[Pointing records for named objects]
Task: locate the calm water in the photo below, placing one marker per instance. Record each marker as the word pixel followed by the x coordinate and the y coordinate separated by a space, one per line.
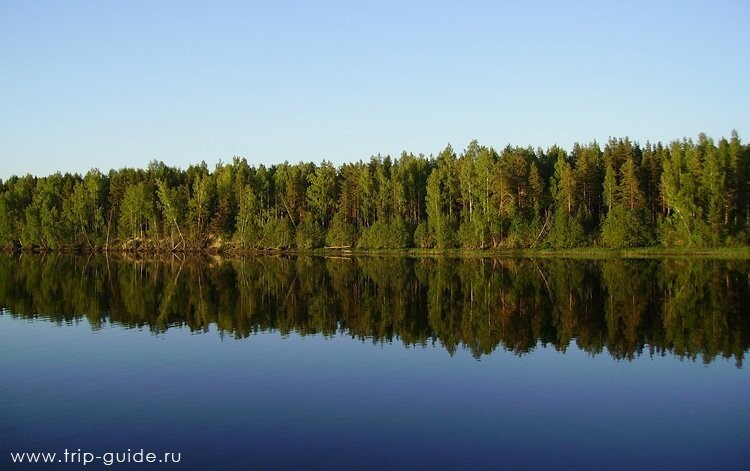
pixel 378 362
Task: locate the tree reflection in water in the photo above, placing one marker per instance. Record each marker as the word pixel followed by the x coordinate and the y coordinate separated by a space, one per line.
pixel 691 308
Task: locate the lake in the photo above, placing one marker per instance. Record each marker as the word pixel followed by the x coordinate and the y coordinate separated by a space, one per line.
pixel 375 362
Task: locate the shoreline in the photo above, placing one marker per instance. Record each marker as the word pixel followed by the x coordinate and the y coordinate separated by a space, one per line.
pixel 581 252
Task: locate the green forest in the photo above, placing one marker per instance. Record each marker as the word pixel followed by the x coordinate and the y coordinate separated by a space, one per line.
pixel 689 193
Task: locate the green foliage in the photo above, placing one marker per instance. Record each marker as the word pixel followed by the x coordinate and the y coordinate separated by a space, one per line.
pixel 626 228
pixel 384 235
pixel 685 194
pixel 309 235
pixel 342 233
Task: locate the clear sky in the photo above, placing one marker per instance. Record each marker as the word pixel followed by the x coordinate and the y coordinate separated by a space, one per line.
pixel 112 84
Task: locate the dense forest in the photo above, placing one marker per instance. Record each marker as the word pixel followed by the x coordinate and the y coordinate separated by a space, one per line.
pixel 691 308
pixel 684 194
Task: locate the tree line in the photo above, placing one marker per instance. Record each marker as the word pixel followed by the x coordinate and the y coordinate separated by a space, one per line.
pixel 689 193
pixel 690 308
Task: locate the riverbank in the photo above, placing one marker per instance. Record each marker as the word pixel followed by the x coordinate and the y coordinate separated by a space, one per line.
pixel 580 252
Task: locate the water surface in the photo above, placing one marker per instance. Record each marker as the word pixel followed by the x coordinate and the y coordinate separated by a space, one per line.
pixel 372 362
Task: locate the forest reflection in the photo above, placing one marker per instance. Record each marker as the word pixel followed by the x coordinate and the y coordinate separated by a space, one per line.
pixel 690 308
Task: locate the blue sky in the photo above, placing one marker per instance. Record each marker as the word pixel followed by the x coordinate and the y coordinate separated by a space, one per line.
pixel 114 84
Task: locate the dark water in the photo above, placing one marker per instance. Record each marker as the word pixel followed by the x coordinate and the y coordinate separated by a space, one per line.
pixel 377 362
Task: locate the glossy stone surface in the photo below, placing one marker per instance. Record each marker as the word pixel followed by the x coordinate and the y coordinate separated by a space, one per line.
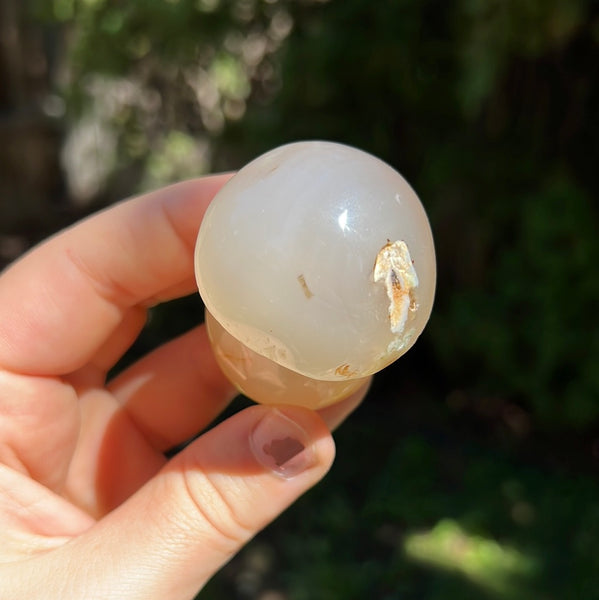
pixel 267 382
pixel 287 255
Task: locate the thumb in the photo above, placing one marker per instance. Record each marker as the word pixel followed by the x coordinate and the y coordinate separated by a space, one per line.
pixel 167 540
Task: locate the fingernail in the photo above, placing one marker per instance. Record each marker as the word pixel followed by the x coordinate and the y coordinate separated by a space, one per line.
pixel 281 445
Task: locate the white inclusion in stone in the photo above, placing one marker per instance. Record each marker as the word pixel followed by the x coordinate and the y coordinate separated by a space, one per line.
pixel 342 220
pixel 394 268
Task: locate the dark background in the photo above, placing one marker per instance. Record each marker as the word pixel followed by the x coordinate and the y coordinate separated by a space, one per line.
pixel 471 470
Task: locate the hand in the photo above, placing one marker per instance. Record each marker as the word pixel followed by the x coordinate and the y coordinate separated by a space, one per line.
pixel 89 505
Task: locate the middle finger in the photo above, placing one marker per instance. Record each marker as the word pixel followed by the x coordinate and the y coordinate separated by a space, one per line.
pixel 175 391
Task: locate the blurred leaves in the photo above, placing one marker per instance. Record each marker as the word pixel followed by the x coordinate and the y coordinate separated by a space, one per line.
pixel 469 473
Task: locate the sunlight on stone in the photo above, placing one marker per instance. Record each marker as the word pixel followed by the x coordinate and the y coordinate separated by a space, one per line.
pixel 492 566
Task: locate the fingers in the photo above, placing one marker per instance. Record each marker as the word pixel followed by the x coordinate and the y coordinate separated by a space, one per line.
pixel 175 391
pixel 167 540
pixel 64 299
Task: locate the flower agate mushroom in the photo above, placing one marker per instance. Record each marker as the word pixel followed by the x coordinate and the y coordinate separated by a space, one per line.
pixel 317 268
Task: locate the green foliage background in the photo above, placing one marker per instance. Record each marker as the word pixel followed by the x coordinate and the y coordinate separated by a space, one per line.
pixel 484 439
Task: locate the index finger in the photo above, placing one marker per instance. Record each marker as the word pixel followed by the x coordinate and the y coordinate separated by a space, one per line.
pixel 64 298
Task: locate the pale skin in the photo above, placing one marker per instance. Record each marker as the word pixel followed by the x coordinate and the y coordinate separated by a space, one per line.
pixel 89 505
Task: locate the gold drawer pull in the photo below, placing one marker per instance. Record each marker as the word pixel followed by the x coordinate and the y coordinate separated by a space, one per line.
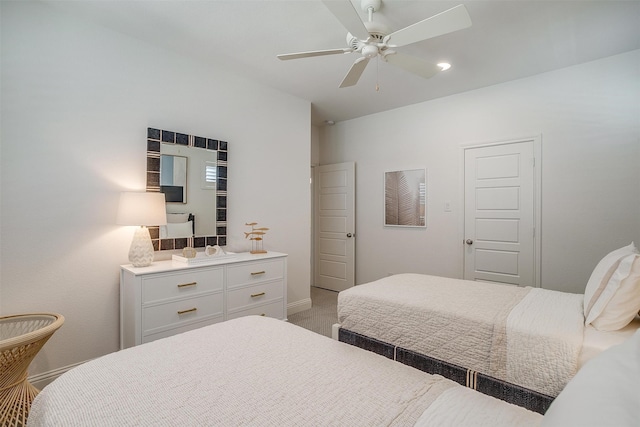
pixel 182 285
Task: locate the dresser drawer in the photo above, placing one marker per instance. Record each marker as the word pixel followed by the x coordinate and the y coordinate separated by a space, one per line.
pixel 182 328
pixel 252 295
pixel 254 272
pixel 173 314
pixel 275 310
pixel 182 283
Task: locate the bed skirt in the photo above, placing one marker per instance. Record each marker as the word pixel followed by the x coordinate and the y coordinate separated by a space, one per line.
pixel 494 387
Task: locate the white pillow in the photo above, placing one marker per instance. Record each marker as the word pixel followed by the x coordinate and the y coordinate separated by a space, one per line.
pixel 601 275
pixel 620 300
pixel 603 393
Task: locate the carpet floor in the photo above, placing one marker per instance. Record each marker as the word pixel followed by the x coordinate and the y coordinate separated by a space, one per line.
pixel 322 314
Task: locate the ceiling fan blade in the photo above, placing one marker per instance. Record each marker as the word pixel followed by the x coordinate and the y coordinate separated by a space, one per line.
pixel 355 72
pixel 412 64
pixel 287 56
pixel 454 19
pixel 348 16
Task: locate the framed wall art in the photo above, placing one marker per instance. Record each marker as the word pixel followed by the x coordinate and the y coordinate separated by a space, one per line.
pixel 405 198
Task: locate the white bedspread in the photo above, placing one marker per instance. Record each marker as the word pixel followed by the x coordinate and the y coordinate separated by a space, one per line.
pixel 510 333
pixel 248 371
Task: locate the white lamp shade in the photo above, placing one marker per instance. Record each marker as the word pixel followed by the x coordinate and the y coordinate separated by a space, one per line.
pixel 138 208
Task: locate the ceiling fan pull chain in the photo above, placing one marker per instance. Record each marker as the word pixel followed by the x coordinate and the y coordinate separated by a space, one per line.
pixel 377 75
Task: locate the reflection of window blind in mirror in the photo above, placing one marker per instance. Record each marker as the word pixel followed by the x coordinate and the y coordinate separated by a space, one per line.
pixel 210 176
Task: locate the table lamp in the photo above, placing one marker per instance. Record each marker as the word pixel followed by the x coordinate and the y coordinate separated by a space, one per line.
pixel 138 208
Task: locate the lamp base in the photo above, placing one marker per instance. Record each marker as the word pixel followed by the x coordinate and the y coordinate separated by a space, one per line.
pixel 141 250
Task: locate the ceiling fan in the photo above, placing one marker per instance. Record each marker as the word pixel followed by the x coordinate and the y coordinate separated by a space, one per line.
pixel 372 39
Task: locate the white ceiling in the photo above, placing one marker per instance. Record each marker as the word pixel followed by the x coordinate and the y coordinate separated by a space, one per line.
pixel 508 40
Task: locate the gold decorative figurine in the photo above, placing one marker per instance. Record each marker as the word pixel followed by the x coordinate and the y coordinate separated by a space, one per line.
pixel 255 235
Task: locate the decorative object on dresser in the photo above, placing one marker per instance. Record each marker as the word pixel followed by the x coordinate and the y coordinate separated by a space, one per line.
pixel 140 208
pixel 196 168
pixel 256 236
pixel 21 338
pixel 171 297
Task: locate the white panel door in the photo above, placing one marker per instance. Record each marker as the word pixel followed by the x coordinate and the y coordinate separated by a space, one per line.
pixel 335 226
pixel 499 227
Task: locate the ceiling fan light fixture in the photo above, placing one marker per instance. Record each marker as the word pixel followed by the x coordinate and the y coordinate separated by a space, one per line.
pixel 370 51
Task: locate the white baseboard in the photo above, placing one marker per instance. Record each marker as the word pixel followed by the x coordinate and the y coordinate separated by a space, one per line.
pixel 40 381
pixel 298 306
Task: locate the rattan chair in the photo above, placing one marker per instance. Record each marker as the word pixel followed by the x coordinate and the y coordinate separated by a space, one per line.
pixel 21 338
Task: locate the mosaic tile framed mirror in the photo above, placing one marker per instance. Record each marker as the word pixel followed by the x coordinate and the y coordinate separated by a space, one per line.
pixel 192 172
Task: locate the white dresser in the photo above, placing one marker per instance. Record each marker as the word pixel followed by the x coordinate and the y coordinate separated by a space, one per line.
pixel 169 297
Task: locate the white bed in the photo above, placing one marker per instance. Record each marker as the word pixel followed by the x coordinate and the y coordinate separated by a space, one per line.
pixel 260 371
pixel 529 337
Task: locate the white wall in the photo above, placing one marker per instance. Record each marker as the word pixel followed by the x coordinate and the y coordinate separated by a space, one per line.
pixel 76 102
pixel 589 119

* * *

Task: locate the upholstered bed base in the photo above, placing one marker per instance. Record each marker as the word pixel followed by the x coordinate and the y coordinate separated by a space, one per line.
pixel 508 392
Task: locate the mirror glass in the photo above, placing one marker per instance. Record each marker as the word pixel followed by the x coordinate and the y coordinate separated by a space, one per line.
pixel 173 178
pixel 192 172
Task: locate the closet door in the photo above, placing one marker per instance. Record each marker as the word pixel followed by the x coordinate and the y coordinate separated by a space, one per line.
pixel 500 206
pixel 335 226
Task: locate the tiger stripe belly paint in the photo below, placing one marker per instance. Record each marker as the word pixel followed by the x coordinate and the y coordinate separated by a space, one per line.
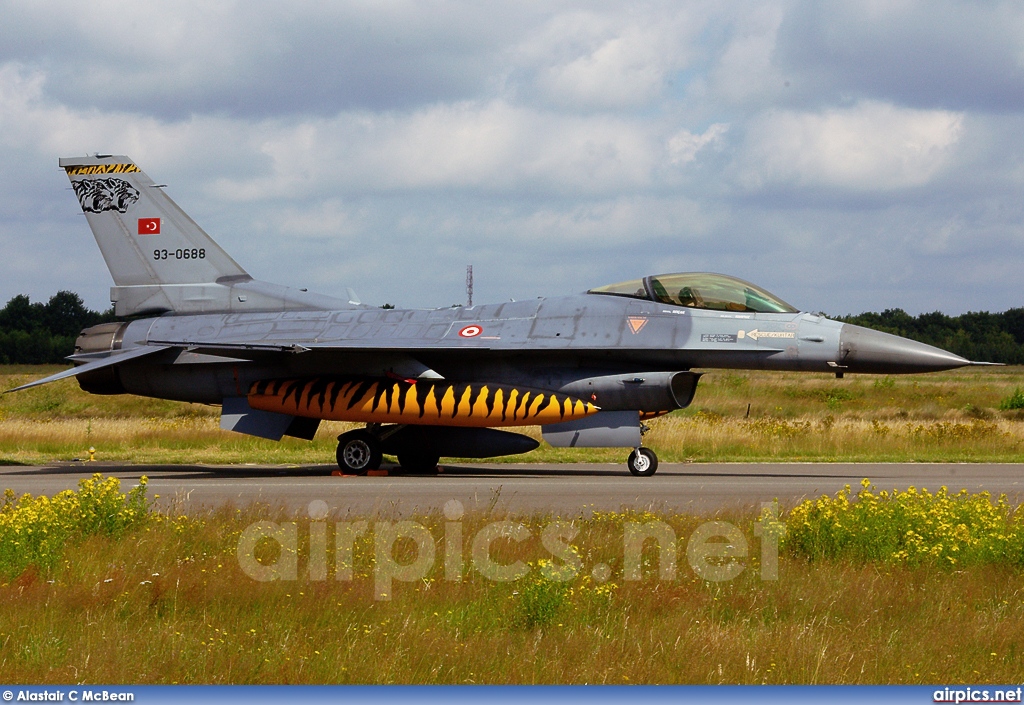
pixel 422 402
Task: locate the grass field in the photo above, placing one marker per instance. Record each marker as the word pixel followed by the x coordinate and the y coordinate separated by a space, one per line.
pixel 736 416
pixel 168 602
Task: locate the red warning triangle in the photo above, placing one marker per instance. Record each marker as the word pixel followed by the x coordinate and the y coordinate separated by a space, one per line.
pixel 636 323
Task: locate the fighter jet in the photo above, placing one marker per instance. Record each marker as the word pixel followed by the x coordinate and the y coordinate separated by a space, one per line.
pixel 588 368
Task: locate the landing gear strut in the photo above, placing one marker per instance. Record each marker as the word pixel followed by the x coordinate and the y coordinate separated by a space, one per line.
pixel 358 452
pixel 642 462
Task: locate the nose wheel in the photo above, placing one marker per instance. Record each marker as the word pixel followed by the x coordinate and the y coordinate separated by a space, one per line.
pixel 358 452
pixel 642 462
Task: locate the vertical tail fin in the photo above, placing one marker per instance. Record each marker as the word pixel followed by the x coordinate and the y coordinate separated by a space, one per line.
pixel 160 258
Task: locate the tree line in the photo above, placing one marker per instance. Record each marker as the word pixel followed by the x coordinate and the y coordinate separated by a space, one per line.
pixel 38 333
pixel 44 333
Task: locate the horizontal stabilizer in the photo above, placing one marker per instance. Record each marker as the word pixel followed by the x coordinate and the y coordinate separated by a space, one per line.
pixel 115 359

> [Work required]:
Identify each line in the entries above that contains the string "sunlight", and copy every such line in full. Matches are case-sensitive.

> [Written answer]:
Task: locate the sunlight on stone in the photo above, placing one marker per instance. Record each marker as the word pixel followed by the x coordinate and the y coordinate separated by a space, one per line.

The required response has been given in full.